PAGE EXCERPT

Fertility, Pregnancy, and Breast Feeding
Are there any fertility issues associated with CML therapy?
It has not been determined that CML therapy physically diminishes the ability to conceive, however, it is not wise to do so while in treatment. Conceiving while on Tyrosine Kinase Inhibitors (TKIs) can bring an increased risk to the pregnancy and ultimately the unborn child.
The following guidelines are common across all of the TKIs currently approved for therapy. The following lists those who should NOT be taking any of the Tyrosine Kinase Inhibitors used in the treatment of CML.
Women who are or could be pregnant should NOT be on therapy. Fetal harm can occur when administered to pregnant women; therefore, women should not become pregnant, as well as be advised of the potential risk to the unborn child if TKIs are used during pregnancy
Women who are breast-feeding because of the potential for serious adverse reactions in nursing infants
Sexually active females should use adequate birth control while taking therapy for CML.
Men in treatment for CML should also use adequate birth control and consult with their doctor prior to contemplating a family. It is generally thought that males should be clear of treatment for a minimum of eight (8) weeks prior to engaging in sexual activity with the intent to conceive.

DATA FOR ANALYSIS
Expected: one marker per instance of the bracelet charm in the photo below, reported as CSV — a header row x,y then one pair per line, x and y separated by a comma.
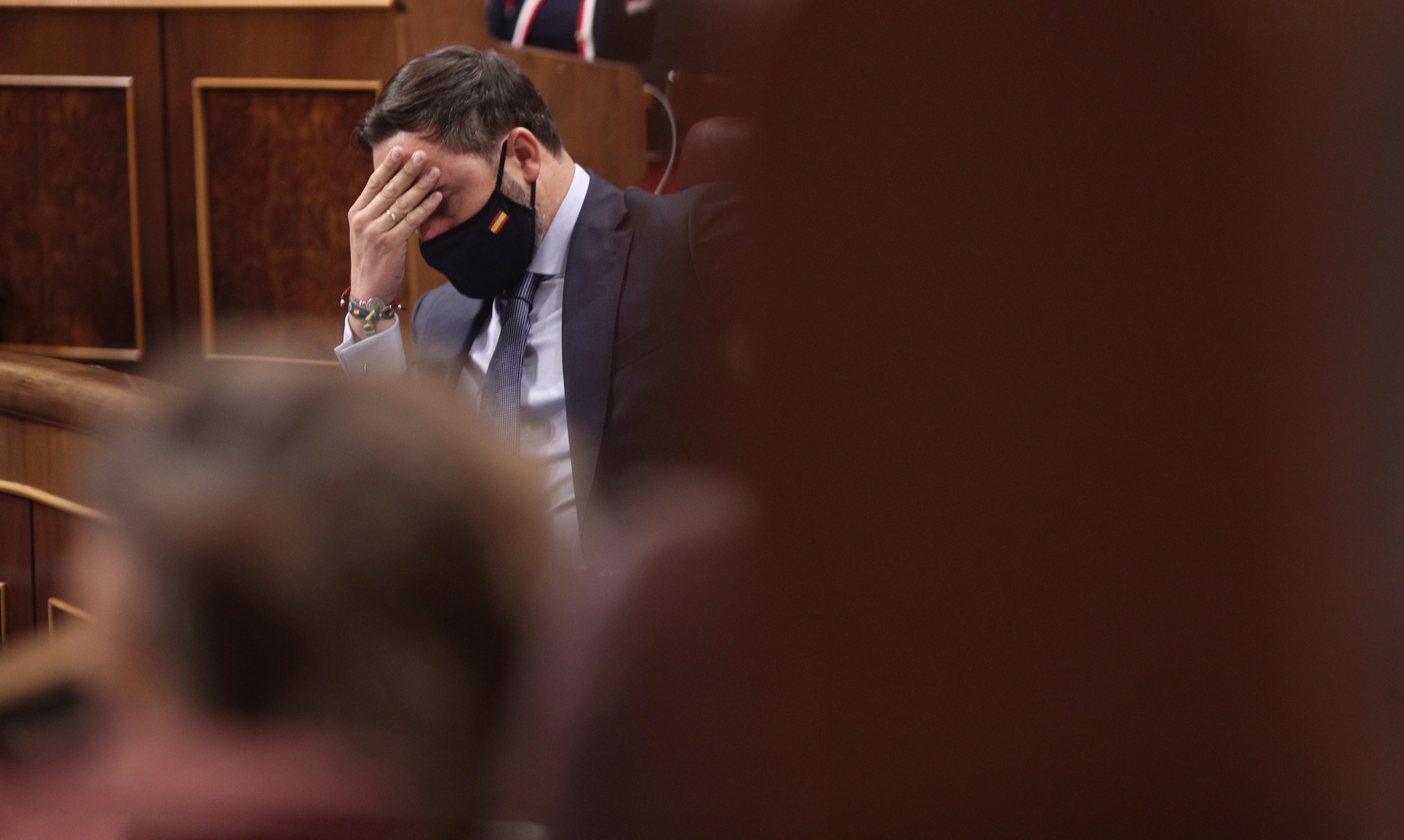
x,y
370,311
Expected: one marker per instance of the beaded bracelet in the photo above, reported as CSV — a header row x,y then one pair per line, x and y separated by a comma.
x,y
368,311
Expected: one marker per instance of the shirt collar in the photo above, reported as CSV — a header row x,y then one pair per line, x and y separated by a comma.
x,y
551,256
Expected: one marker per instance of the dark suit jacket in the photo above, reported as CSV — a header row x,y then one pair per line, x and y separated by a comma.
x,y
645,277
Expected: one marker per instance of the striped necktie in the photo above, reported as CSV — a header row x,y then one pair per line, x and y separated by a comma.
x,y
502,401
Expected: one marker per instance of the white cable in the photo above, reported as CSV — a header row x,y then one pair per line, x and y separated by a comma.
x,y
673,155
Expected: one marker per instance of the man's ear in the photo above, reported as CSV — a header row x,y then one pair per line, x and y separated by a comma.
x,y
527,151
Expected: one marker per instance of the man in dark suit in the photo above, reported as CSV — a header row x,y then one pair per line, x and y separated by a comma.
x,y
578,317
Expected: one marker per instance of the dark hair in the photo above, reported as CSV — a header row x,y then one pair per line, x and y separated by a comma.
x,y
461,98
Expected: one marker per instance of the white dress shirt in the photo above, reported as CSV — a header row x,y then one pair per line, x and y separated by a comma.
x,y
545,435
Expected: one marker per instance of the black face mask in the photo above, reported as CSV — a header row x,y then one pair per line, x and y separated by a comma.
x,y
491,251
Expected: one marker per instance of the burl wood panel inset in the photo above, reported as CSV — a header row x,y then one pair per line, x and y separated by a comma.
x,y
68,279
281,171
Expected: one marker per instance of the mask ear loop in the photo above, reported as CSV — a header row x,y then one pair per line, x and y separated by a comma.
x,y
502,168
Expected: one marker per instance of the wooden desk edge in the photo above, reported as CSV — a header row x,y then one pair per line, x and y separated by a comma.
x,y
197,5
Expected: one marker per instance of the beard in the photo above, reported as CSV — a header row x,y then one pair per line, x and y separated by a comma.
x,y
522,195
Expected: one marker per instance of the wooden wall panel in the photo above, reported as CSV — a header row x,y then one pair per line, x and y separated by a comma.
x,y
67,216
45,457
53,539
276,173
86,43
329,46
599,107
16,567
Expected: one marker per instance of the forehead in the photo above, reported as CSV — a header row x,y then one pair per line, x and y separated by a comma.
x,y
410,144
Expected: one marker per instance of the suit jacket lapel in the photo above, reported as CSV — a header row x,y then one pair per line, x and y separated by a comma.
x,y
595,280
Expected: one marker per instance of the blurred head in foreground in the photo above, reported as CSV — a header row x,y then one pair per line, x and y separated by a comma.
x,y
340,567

WHAT IS REQUIRED
Please reproduce the full text on fertility, pregnancy, and breast feeding during CML therapy from above, word for word.

EXPECTED OUTPUT
Fertility, Pregnancy, and Breast Feeding
Are there any fertility issues associated with CML therapy?
It has not been determined that CML therapy physically diminishes the ability to conceive, however, it is not wise to do so while in treatment. Conceiving while on Tyrosine Kinase Inhibitors (TKIs) can bring an increased risk to the pregnancy and ultimately the unborn child.
The following guidelines are common across all of the TKIs currently approved for therapy. The following lists those who should NOT be taking any of the Tyrosine Kinase Inhibitors used in the treatment of CML.
Women who are or could be pregnant should NOT be on therapy. Fetal harm can occur when administered to pregnant women; therefore, women should not become pregnant, as well as be advised of the potential risk to the unborn child if TKIs are used during pregnancy
Women who are breast-feeding because of the potential for serious adverse reactions in nursing infants
Sexually active females should use adequate birth control while taking therapy for CML.
Men in treatment for CML should also use adequate birth control and consult with their doctor prior to contemplating a family. It is generally thought that males should be clear of treatment for a minimum of eight (8) weeks prior to engaging in sexual activity with the intent to conceive.